[WHAT THE TASK REQUIRES]
Reproduce the rows below with each occurrence of "glass window" changed to "windowpane" and nothing else altered. Leave the pictures out.

[Start]

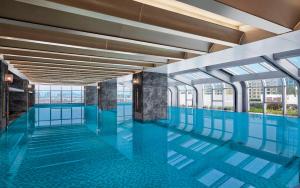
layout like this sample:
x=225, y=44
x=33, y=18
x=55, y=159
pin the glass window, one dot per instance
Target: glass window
x=256, y=68
x=255, y=96
x=46, y=94
x=207, y=95
x=55, y=96
x=189, y=98
x=295, y=61
x=236, y=71
x=66, y=96
x=228, y=99
x=291, y=97
x=182, y=97
x=44, y=97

[End]

[TASK ANSWER]
layout like this sample:
x=225, y=44
x=33, y=18
x=55, y=159
pin the windowpane, one dot per instance
Target: windowpane
x=256, y=68
x=255, y=96
x=46, y=94
x=207, y=95
x=55, y=96
x=189, y=98
x=295, y=61
x=236, y=71
x=66, y=96
x=228, y=99
x=291, y=97
x=182, y=97
x=44, y=97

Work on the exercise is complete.